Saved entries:
* * *

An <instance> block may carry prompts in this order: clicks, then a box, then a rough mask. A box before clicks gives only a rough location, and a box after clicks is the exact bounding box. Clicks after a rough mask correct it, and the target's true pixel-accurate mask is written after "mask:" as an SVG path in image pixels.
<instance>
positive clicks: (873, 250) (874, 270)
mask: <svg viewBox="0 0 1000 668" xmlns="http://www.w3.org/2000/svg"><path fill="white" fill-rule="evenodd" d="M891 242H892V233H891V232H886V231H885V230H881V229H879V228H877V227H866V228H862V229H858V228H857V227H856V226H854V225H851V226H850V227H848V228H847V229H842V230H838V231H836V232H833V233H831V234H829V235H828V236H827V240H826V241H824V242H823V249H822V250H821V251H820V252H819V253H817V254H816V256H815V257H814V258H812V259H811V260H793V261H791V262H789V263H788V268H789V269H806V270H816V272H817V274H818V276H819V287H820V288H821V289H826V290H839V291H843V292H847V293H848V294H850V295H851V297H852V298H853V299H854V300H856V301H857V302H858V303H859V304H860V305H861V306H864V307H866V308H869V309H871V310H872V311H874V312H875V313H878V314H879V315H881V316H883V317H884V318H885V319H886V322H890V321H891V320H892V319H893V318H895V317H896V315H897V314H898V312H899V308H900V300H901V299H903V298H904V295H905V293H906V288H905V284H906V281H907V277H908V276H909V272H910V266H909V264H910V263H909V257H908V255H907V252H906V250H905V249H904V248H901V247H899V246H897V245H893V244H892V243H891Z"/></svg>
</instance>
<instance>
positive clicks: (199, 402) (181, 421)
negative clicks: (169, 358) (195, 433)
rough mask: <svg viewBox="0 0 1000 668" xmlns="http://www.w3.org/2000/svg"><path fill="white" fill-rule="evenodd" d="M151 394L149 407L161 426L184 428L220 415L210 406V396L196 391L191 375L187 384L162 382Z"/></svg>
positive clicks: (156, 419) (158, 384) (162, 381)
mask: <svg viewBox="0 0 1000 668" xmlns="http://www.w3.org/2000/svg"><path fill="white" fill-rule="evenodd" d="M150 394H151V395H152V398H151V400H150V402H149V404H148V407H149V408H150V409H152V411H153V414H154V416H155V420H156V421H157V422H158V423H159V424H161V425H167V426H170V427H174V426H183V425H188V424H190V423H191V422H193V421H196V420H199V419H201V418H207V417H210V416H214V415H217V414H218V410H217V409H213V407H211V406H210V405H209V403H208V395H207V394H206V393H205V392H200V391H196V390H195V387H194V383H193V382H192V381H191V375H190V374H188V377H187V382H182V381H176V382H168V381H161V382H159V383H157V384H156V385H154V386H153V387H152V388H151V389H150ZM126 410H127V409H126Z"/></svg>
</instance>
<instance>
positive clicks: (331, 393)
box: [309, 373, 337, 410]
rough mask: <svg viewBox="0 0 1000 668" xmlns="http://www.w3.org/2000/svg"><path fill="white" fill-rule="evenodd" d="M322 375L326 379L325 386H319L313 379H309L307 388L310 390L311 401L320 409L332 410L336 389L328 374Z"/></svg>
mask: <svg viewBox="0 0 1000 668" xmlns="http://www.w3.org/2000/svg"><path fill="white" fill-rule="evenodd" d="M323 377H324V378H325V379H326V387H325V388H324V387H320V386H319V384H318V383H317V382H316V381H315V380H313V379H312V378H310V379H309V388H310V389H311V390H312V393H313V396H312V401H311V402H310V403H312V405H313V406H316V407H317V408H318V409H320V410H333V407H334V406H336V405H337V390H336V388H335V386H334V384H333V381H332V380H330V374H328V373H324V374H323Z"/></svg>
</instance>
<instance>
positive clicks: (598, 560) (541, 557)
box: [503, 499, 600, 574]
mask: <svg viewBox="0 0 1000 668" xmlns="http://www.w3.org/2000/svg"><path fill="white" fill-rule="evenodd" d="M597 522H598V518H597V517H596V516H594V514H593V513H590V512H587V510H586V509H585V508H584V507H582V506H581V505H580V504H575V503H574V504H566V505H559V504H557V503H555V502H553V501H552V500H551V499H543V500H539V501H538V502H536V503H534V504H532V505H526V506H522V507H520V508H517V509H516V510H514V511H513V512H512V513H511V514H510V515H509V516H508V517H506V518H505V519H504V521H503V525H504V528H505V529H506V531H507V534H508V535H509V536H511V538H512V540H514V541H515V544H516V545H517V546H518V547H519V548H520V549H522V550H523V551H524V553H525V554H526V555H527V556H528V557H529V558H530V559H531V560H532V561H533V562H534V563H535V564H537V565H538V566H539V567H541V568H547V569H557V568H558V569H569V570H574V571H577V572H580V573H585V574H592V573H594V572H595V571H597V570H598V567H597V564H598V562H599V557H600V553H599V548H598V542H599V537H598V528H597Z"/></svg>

* * *

(Task instructions)
Return exactly the lines from the beginning of the data above through the one containing "negative clicks: (169, 358) (195, 433)", please. Include both end lines and add nothing else.

(Task result)
An <instance> block may carry prompts in this order: clicks, then a box, then a rough mask. A box before clicks gives only a rough location, and a box after clicks is the exact bounding box. Clicks after a rough mask correct it, and the target's true pixel-accurate mask is written after "mask:" as an SVG path in image pixels.
<instance>
positive clicks: (873, 250) (874, 270)
mask: <svg viewBox="0 0 1000 668" xmlns="http://www.w3.org/2000/svg"><path fill="white" fill-rule="evenodd" d="M891 242H892V233H891V232H886V231H885V230H881V229H879V228H877V227H866V228H862V229H858V228H857V227H856V226H854V225H851V226H850V227H848V228H847V229H842V230H838V231H836V232H833V233H831V234H829V235H828V236H827V240H826V241H824V242H823V249H822V250H821V251H820V252H819V253H817V254H816V256H815V257H814V258H812V259H811V260H793V261H791V262H789V263H788V268H789V269H806V270H816V272H817V274H818V276H819V287H820V288H821V289H826V290H839V291H843V292H847V293H848V294H850V295H851V297H852V298H853V299H854V300H856V301H857V302H858V303H859V304H860V305H861V306H864V307H866V308H869V309H871V310H872V311H874V312H875V313H878V314H879V315H881V316H883V317H884V318H885V319H886V322H890V321H891V320H892V319H893V318H895V317H896V315H897V314H898V312H899V308H900V300H901V299H903V298H904V295H905V293H906V288H905V284H906V281H907V277H908V276H909V272H910V266H909V264H910V263H909V257H908V255H907V252H906V250H905V249H904V248H901V247H899V246H897V245H893V244H892V243H891Z"/></svg>
</instance>
<instance>
positive clicks: (199, 402) (181, 421)
negative clicks: (169, 358) (195, 433)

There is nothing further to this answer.